Set problem: Starting at the line that contains "Using the photo shown above, find the white protest" and ending at the end of the records, change every "JSON array of objects" to "JSON list of objects" and give those lines again with nothing else altered. Leave the pictures out of your answer.
--- Begin Entries provided ---
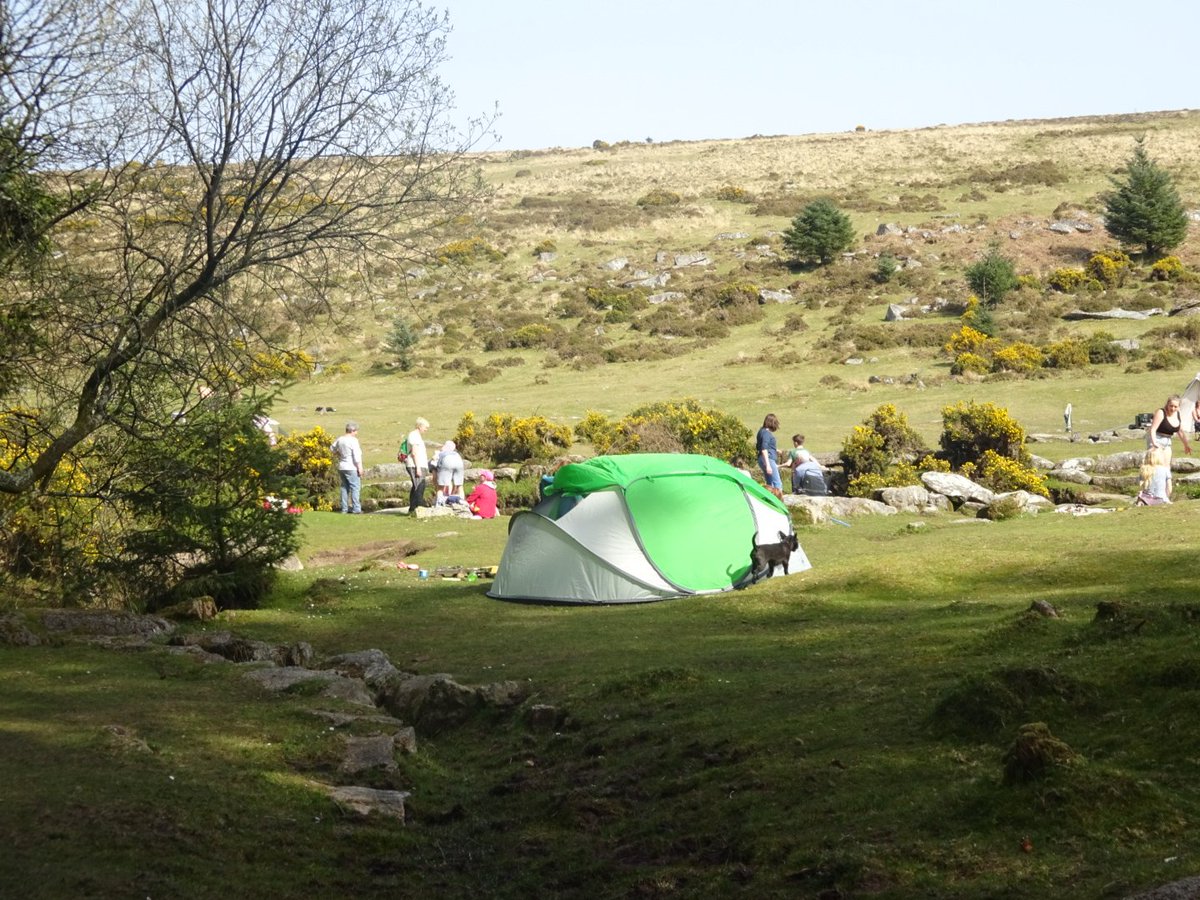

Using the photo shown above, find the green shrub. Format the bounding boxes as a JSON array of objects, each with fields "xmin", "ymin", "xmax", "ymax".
[
  {"xmin": 846, "ymin": 463, "xmax": 920, "ymax": 498},
  {"xmin": 716, "ymin": 185, "xmax": 754, "ymax": 203},
  {"xmin": 840, "ymin": 403, "xmax": 924, "ymax": 487},
  {"xmin": 840, "ymin": 425, "xmax": 892, "ymax": 482},
  {"xmin": 965, "ymin": 246, "xmax": 1016, "ymax": 306},
  {"xmin": 583, "ymin": 287, "xmax": 649, "ymax": 317},
  {"xmin": 941, "ymin": 401, "xmax": 1031, "ymax": 468},
  {"xmin": 454, "ymin": 412, "xmax": 571, "ymax": 463},
  {"xmin": 116, "ymin": 401, "xmax": 302, "ymax": 608},
  {"xmin": 967, "ymin": 160, "xmax": 1067, "ymax": 190},
  {"xmin": 991, "ymin": 341, "xmax": 1045, "ymax": 374},
  {"xmin": 1150, "ymin": 256, "xmax": 1187, "ymax": 281},
  {"xmin": 950, "ymin": 353, "xmax": 991, "ymax": 374},
  {"xmin": 977, "ymin": 450, "xmax": 1050, "ymax": 497},
  {"xmin": 784, "ymin": 199, "xmax": 854, "ymax": 265},
  {"xmin": 509, "ymin": 323, "xmax": 560, "ymax": 348},
  {"xmin": 1146, "ymin": 347, "xmax": 1188, "ymax": 372},
  {"xmin": 1045, "ymin": 337, "xmax": 1092, "ymax": 368},
  {"xmin": 942, "ymin": 324, "xmax": 995, "ymax": 358},
  {"xmin": 1085, "ymin": 331, "xmax": 1126, "ymax": 365},
  {"xmin": 871, "ymin": 253, "xmax": 900, "ymax": 284},
  {"xmin": 637, "ymin": 187, "xmax": 683, "ymax": 209},
  {"xmin": 863, "ymin": 403, "xmax": 924, "ymax": 457},
  {"xmin": 275, "ymin": 425, "xmax": 337, "ymax": 510},
  {"xmin": 1046, "ymin": 269, "xmax": 1100, "ymax": 294},
  {"xmin": 433, "ymin": 235, "xmax": 504, "ymax": 265},
  {"xmin": 1086, "ymin": 248, "xmax": 1132, "ymax": 288},
  {"xmin": 462, "ymin": 365, "xmax": 500, "ymax": 384},
  {"xmin": 575, "ymin": 398, "xmax": 752, "ymax": 460}
]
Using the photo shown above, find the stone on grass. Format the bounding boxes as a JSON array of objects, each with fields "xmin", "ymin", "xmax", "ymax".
[{"xmin": 318, "ymin": 785, "xmax": 412, "ymax": 822}]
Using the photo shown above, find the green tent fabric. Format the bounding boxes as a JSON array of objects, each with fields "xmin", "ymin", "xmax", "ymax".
[{"xmin": 488, "ymin": 454, "xmax": 810, "ymax": 604}]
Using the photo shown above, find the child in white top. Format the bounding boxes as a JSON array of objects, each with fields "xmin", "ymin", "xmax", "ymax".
[{"xmin": 1138, "ymin": 446, "xmax": 1175, "ymax": 505}]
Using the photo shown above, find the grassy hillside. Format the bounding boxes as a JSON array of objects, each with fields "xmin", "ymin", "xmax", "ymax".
[
  {"xmin": 0, "ymin": 113, "xmax": 1200, "ymax": 900},
  {"xmin": 277, "ymin": 112, "xmax": 1200, "ymax": 462},
  {"xmin": 0, "ymin": 504, "xmax": 1200, "ymax": 900}
]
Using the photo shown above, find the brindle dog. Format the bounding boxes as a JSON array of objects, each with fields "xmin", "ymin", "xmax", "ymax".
[{"xmin": 750, "ymin": 532, "xmax": 800, "ymax": 581}]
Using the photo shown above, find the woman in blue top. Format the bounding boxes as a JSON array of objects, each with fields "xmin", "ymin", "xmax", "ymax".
[{"xmin": 755, "ymin": 413, "xmax": 784, "ymax": 498}]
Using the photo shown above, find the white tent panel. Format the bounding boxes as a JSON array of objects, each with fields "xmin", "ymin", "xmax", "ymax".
[
  {"xmin": 557, "ymin": 491, "xmax": 679, "ymax": 594},
  {"xmin": 487, "ymin": 510, "xmax": 679, "ymax": 604},
  {"xmin": 750, "ymin": 497, "xmax": 812, "ymax": 578},
  {"xmin": 1180, "ymin": 374, "xmax": 1200, "ymax": 432}
]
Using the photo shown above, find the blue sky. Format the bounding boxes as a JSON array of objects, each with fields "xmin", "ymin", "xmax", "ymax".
[{"xmin": 436, "ymin": 0, "xmax": 1200, "ymax": 150}]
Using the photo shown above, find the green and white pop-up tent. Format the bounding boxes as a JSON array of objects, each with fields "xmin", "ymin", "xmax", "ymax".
[{"xmin": 487, "ymin": 454, "xmax": 811, "ymax": 604}]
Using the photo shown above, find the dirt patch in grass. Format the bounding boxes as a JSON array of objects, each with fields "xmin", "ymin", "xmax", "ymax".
[{"xmin": 308, "ymin": 541, "xmax": 432, "ymax": 569}]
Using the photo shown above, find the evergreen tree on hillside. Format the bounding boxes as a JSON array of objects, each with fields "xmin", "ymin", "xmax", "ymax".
[
  {"xmin": 1104, "ymin": 138, "xmax": 1188, "ymax": 259},
  {"xmin": 784, "ymin": 200, "xmax": 854, "ymax": 265}
]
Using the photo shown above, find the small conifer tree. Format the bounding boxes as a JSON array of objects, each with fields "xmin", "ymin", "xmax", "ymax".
[
  {"xmin": 966, "ymin": 245, "xmax": 1016, "ymax": 308},
  {"xmin": 1104, "ymin": 138, "xmax": 1188, "ymax": 259},
  {"xmin": 784, "ymin": 199, "xmax": 854, "ymax": 265},
  {"xmin": 388, "ymin": 319, "xmax": 420, "ymax": 372}
]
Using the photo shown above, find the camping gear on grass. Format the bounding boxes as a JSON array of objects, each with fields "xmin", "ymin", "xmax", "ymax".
[{"xmin": 487, "ymin": 454, "xmax": 811, "ymax": 604}]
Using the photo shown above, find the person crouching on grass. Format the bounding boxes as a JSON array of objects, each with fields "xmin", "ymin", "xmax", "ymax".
[{"xmin": 467, "ymin": 469, "xmax": 497, "ymax": 518}]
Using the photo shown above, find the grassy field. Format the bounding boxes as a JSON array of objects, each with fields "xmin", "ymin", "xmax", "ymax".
[
  {"xmin": 7, "ymin": 112, "xmax": 1200, "ymax": 900},
  {"xmin": 0, "ymin": 504, "xmax": 1200, "ymax": 898}
]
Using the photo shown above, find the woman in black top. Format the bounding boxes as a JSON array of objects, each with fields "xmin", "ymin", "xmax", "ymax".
[{"xmin": 1147, "ymin": 395, "xmax": 1192, "ymax": 454}]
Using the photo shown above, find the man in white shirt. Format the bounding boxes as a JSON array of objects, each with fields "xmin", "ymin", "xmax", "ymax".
[
  {"xmin": 329, "ymin": 422, "xmax": 362, "ymax": 512},
  {"xmin": 407, "ymin": 418, "xmax": 430, "ymax": 516}
]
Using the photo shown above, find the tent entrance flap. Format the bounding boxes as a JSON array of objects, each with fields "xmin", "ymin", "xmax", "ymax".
[{"xmin": 625, "ymin": 475, "xmax": 755, "ymax": 592}]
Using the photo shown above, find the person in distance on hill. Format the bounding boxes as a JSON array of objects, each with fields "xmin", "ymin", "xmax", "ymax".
[
  {"xmin": 785, "ymin": 434, "xmax": 824, "ymax": 493},
  {"xmin": 755, "ymin": 413, "xmax": 784, "ymax": 499},
  {"xmin": 406, "ymin": 418, "xmax": 430, "ymax": 516},
  {"xmin": 437, "ymin": 440, "xmax": 463, "ymax": 506},
  {"xmin": 329, "ymin": 422, "xmax": 362, "ymax": 514}
]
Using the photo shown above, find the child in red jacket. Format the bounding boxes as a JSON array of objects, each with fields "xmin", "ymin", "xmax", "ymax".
[{"xmin": 467, "ymin": 469, "xmax": 496, "ymax": 518}]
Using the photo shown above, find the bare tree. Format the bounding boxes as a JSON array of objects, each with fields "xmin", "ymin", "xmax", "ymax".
[{"xmin": 0, "ymin": 0, "xmax": 490, "ymax": 494}]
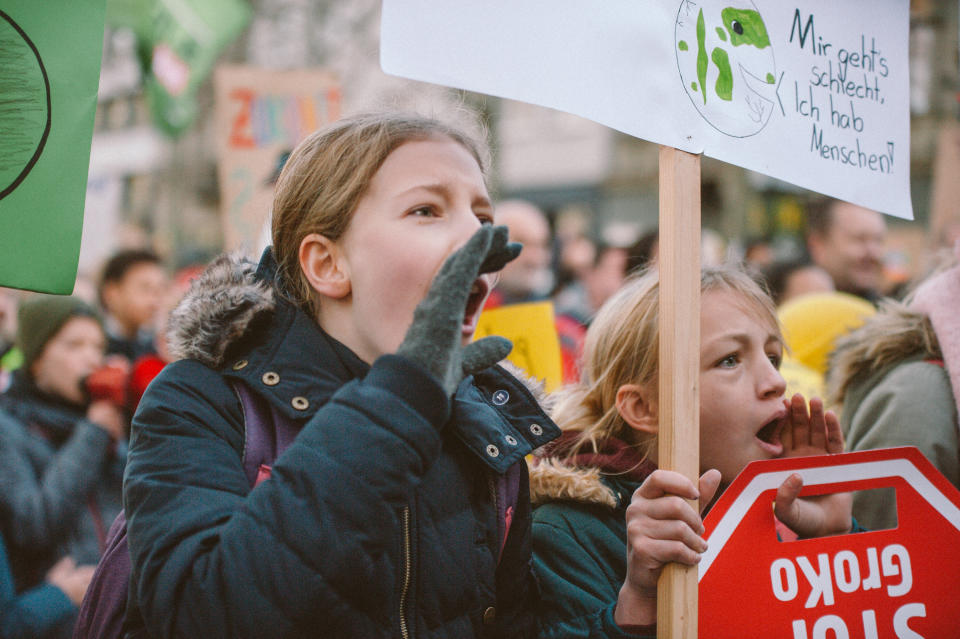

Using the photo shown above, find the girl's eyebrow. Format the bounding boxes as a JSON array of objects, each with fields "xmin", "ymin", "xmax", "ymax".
[{"xmin": 397, "ymin": 182, "xmax": 493, "ymax": 209}]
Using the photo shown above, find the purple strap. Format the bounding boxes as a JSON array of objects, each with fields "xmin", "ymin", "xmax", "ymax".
[
  {"xmin": 497, "ymin": 462, "xmax": 525, "ymax": 563},
  {"xmin": 231, "ymin": 380, "xmax": 300, "ymax": 486}
]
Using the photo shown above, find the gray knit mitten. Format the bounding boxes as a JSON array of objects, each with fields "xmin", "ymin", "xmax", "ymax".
[{"xmin": 397, "ymin": 225, "xmax": 521, "ymax": 396}]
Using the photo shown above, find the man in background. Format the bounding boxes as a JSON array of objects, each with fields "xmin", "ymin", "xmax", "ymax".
[
  {"xmin": 487, "ymin": 200, "xmax": 553, "ymax": 308},
  {"xmin": 807, "ymin": 200, "xmax": 887, "ymax": 304},
  {"xmin": 99, "ymin": 249, "xmax": 167, "ymax": 362}
]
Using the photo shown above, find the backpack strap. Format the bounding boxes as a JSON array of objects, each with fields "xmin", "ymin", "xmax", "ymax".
[
  {"xmin": 73, "ymin": 380, "xmax": 300, "ymax": 639},
  {"xmin": 230, "ymin": 379, "xmax": 300, "ymax": 487}
]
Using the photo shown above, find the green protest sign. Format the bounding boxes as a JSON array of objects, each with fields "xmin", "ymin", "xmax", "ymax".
[
  {"xmin": 0, "ymin": 0, "xmax": 105, "ymax": 294},
  {"xmin": 141, "ymin": 0, "xmax": 252, "ymax": 136}
]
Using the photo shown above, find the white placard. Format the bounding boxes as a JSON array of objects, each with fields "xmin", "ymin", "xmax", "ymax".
[{"xmin": 380, "ymin": 0, "xmax": 913, "ymax": 219}]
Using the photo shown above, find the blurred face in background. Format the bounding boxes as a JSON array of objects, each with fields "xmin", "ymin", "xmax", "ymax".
[
  {"xmin": 808, "ymin": 201, "xmax": 887, "ymax": 295},
  {"xmin": 103, "ymin": 262, "xmax": 167, "ymax": 337},
  {"xmin": 30, "ymin": 316, "xmax": 107, "ymax": 404},
  {"xmin": 497, "ymin": 200, "xmax": 553, "ymax": 298}
]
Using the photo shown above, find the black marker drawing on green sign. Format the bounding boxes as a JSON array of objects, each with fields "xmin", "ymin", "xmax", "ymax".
[
  {"xmin": 675, "ymin": 0, "xmax": 783, "ymax": 137},
  {"xmin": 0, "ymin": 11, "xmax": 51, "ymax": 200}
]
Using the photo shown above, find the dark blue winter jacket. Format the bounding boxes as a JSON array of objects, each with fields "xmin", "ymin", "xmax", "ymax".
[{"xmin": 124, "ymin": 256, "xmax": 559, "ymax": 639}]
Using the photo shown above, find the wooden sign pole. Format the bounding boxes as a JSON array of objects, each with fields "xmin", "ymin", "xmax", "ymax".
[{"xmin": 657, "ymin": 146, "xmax": 700, "ymax": 639}]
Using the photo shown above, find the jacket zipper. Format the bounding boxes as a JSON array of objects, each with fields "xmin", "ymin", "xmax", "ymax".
[{"xmin": 400, "ymin": 506, "xmax": 413, "ymax": 639}]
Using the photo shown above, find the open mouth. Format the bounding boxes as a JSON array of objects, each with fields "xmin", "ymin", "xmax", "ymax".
[
  {"xmin": 463, "ymin": 277, "xmax": 490, "ymax": 335},
  {"xmin": 756, "ymin": 415, "xmax": 786, "ymax": 457}
]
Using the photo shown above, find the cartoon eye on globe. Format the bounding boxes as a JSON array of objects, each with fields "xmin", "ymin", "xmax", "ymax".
[
  {"xmin": 675, "ymin": 0, "xmax": 778, "ymax": 138},
  {"xmin": 0, "ymin": 11, "xmax": 50, "ymax": 200}
]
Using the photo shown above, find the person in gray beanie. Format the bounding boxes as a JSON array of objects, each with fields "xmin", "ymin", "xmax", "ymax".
[{"xmin": 0, "ymin": 296, "xmax": 126, "ymax": 636}]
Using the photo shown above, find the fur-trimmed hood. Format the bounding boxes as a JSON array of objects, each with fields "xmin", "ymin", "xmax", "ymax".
[
  {"xmin": 527, "ymin": 457, "xmax": 629, "ymax": 508},
  {"xmin": 167, "ymin": 249, "xmax": 276, "ymax": 368},
  {"xmin": 166, "ymin": 249, "xmax": 553, "ymax": 414},
  {"xmin": 826, "ymin": 300, "xmax": 941, "ymax": 407}
]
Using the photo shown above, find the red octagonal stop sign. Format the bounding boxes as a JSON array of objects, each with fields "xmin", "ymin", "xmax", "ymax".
[{"xmin": 699, "ymin": 447, "xmax": 960, "ymax": 639}]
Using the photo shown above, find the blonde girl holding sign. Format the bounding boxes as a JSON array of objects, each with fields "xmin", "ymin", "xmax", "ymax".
[{"xmin": 531, "ymin": 266, "xmax": 851, "ymax": 638}]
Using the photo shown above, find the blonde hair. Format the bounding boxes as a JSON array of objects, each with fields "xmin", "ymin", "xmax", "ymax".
[
  {"xmin": 553, "ymin": 264, "xmax": 782, "ymax": 470},
  {"xmin": 272, "ymin": 112, "xmax": 489, "ymax": 317}
]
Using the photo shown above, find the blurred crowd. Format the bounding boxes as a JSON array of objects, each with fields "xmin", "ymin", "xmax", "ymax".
[{"xmin": 0, "ymin": 192, "xmax": 960, "ymax": 637}]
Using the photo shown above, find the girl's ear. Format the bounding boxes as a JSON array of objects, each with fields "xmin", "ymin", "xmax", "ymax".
[
  {"xmin": 617, "ymin": 384, "xmax": 659, "ymax": 435},
  {"xmin": 298, "ymin": 233, "xmax": 351, "ymax": 299}
]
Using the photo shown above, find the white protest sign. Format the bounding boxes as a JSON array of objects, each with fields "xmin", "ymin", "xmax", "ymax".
[{"xmin": 381, "ymin": 0, "xmax": 913, "ymax": 219}]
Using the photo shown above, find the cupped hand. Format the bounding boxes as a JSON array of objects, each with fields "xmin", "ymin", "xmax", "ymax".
[{"xmin": 774, "ymin": 393, "xmax": 853, "ymax": 537}]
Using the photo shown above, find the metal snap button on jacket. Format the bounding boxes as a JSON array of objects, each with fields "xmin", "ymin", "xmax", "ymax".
[{"xmin": 483, "ymin": 606, "xmax": 497, "ymax": 626}]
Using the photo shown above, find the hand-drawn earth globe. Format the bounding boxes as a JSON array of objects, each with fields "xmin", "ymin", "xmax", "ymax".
[
  {"xmin": 674, "ymin": 0, "xmax": 778, "ymax": 138},
  {"xmin": 0, "ymin": 11, "xmax": 50, "ymax": 199}
]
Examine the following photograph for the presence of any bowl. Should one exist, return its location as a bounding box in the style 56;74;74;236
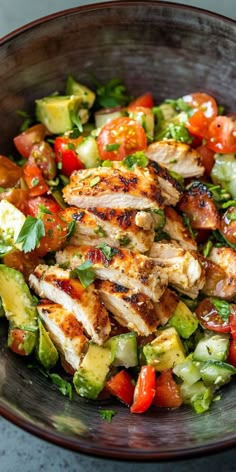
--- End Entries provided ---
Problem solution:
Using the photo shown above, find the white protest sign. Format the bounding boxes as a JSON list of objects, each with fields "xmin", "ymin", "xmax", "ymax".
[{"xmin": 381, "ymin": 0, "xmax": 913, "ymax": 219}]
Using the photo shown above, find the cupped hand. Format the bounding boxes as a JSON list of objects, each with fields "xmin", "ymin", "xmax", "ymax".
[{"xmin": 774, "ymin": 393, "xmax": 853, "ymax": 537}]
Using the photo shown above, find the metal snap button on jacket. Format the bounding boxes as a JSON list of objects, each with fields "xmin", "ymin", "xmax", "ymax".
[{"xmin": 483, "ymin": 606, "xmax": 497, "ymax": 626}]
Using the photo shown above, find the hand-drawn earth globe. Format the bounding boxes as a JSON list of objects, each with fields "xmin", "ymin", "xmax", "ymax".
[
  {"xmin": 674, "ymin": 0, "xmax": 778, "ymax": 138},
  {"xmin": 0, "ymin": 11, "xmax": 50, "ymax": 199}
]
Examine the following photograph for the presence of any bowl. Should one exist, return its location as a bounding box in the style 56;74;74;236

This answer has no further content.